Each record is to be printed again precisely as it reads.

## START DATASET ENTRIES

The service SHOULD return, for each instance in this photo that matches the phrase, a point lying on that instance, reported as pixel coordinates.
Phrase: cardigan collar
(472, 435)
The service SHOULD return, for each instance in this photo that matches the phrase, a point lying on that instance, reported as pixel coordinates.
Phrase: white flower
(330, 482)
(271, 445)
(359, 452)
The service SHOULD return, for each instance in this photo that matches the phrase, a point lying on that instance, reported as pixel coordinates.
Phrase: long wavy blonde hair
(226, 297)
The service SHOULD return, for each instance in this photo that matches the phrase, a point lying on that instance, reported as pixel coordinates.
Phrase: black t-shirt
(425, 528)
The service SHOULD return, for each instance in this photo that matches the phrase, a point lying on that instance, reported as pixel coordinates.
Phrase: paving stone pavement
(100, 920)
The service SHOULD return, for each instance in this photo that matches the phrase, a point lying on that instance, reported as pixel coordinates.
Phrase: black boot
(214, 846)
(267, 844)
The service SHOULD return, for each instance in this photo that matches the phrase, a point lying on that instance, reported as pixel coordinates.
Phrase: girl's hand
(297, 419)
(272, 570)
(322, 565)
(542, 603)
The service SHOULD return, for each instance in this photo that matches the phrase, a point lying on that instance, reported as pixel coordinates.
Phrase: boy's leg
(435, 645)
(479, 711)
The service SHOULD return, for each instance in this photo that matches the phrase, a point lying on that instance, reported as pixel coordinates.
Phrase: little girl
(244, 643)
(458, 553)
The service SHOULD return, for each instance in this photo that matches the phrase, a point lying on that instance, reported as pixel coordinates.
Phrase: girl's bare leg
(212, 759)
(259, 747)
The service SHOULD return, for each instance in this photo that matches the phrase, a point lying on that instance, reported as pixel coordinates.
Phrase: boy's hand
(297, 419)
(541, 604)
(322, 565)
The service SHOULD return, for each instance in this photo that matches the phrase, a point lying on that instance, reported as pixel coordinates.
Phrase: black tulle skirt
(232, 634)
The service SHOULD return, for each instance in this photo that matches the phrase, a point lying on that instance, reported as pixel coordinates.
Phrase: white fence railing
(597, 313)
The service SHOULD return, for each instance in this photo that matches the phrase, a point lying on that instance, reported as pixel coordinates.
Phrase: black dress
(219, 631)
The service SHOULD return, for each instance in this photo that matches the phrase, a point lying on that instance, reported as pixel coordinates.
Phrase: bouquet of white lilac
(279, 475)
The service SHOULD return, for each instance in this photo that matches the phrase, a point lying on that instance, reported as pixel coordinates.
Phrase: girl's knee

## END DATASET ENTRIES

REPLY TO THE EXERCISE ▸
The service SHOULD return, for each instance in this photo that matches the phrase, a point lying on that instance, reported as pixel coordinates.
Phrase: cardigan collar
(472, 435)
The service SHOULD return, for each instance in this photo that matches the phrase, a point lying on that instance, reported as pixel coordinates.
Phrase: white flower
(330, 482)
(271, 445)
(359, 452)
The service SHOULD return, for each instance in this photo that matches the phrase, a point lying on that instance, reported as pixel coordinates.
Phrase: long wavy blonde hair
(226, 297)
The service SHOULD return, for each instance in this photo that matches the phrase, a point lying on that instance, reported as pixel coordinates.
Phrase: black t-shirt
(425, 528)
The service SHOULD return, for each instance in this photo that matches the phrase, a point lying on that instance, reported as pixel coordinates.
Phrase: paving stone pavement
(100, 920)
The service SHOULD return, for each instance in this photo that matches the phrase, a point lying on that instance, reported as pixel coordinates.
Phrase: black boot
(214, 846)
(267, 844)
The service SHOULD return, for each instance in this photo that matches the phrase, a point lying on that instance, reported as pixel coordinates.
Phrase: girl's hand
(297, 419)
(272, 570)
(322, 565)
(542, 603)
The service SHOULD return, for each instance in this photo that matches the phrase, a point lying on that instance, reported as pixel coordinates.
Phrase: boy's leg
(435, 645)
(479, 711)
The service SHOULD return, for each instance in this photo that matches the phrase, a point lying on that instance, reported as pixel coordinates.
Phrase: little girl
(244, 643)
(458, 553)
The service SHOULD return, for each instance in this photo that matches the phrase, a point lying on that instance, reported as pixel coordinates.
Phrase: girl's bare leg
(212, 759)
(259, 747)
The service SHOULD return, for each instance in this photo that matches the phrase, a point lying on that instance, reported as pixel coordinates.
Phrase: boy's hand
(297, 419)
(541, 604)
(322, 565)
The service SHOULD return, for each instance in this photo that matches the phrase, a point lying on that instance, reported as pixel coordinates.
Phrase: black tulle skirt
(232, 634)
The service SHOULD return, for each instance in this photo that matches the phrase, a point lying on that instance, reported as pixel coordinates.
Phrase: white fence railing
(597, 313)
The service SHOULD return, for each instance in this photo that matches the phrase, a point lying on that instance, reported as pixel coordinates.
Phrase: black dress
(219, 631)
The service SHOULD return, for each instance in this photo that matches the phrase, a point lying on that instance, reported as pixel coordinates.
Phrase: bouquet of white lilac
(279, 475)
The service SHOULD return, for each instance in this photo that matches the phrase, a point lying on that instance, reported as pixel coordinates.
Phrase: girl's knee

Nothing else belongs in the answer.